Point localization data
#####

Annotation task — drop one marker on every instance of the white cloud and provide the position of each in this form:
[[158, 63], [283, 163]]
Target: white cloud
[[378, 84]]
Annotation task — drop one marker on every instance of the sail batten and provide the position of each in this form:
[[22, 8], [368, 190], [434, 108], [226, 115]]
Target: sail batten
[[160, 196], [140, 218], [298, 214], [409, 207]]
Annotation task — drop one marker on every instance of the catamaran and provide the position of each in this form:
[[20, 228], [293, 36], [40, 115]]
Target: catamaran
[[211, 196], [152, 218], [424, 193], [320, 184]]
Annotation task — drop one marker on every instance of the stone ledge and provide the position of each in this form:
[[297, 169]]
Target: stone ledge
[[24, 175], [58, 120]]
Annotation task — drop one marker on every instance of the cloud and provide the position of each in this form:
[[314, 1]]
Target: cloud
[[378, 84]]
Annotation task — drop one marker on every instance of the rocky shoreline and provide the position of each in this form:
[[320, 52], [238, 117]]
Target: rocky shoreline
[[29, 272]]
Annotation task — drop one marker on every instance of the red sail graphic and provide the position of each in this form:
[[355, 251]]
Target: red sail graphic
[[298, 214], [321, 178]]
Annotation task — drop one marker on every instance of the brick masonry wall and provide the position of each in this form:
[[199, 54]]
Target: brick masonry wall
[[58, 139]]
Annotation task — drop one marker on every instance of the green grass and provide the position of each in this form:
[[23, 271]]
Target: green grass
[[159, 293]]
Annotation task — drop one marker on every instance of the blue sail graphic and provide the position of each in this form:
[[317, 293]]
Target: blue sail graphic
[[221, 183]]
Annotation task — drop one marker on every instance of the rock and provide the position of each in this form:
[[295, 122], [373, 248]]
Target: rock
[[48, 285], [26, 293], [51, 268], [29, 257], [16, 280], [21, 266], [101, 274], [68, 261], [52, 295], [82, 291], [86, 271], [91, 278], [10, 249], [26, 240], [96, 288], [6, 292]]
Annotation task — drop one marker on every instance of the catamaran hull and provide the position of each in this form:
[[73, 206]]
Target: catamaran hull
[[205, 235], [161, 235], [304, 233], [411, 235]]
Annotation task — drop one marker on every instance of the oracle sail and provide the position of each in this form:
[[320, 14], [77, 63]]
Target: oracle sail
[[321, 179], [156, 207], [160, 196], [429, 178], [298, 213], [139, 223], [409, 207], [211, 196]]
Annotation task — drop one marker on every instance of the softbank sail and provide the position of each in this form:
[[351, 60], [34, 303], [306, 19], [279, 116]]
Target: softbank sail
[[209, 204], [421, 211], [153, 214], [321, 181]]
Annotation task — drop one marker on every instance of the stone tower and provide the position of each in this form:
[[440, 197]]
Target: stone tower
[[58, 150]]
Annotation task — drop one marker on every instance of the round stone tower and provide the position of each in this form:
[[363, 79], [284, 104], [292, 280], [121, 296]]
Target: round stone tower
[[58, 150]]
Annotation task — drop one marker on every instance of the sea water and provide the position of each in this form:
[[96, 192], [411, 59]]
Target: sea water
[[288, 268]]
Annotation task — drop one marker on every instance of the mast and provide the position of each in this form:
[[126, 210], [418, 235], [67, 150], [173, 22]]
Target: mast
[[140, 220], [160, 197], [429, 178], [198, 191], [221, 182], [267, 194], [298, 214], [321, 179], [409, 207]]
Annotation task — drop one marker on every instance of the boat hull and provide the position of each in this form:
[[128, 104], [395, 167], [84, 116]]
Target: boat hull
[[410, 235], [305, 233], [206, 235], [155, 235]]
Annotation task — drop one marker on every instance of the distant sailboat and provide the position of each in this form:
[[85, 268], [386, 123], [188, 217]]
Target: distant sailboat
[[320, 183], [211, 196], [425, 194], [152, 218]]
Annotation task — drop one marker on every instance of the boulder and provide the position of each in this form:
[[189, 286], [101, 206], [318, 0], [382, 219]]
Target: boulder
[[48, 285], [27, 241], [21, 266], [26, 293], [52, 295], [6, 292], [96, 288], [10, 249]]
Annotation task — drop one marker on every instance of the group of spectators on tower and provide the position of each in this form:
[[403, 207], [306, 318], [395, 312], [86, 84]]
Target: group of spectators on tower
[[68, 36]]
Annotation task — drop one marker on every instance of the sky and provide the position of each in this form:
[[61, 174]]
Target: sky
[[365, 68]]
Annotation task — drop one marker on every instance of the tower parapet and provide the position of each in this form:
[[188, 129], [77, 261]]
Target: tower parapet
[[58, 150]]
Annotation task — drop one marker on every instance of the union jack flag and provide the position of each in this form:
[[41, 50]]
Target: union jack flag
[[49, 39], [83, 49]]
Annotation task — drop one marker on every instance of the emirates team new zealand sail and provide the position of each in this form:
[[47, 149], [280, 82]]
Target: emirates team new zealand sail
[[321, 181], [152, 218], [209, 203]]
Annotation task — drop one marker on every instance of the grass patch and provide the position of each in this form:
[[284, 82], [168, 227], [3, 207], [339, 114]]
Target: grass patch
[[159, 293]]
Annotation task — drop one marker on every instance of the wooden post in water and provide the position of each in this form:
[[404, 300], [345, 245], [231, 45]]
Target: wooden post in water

#####

■ ABOUT THIS EXERCISE ■
Using the entries above, quote each line verbatim from the first through the line that contains "the stone ledge".

■ ANSWER TO THIS TASK ■
Annotation task — drop one marker on every instance of the white cloud and provide the position of each in this form:
[[158, 63], [283, 163]]
Target: white cloud
[[378, 84]]
Annotation task — drop one marker on every instance of the sail batten and provide the position of each in this form:
[[22, 8], [368, 190], [434, 108], [226, 115]]
Target: sail batten
[[160, 196], [140, 218], [298, 214], [409, 207]]
Annotation task — drop one marker on every instance of the catamaran and provide the position of each in this form:
[[20, 228], [293, 36], [40, 115]]
Target: catamaran
[[211, 196], [152, 218], [424, 193], [320, 184]]
Annotation task — drop one marker on every instance of the stone ledge and provide the position of each in this form:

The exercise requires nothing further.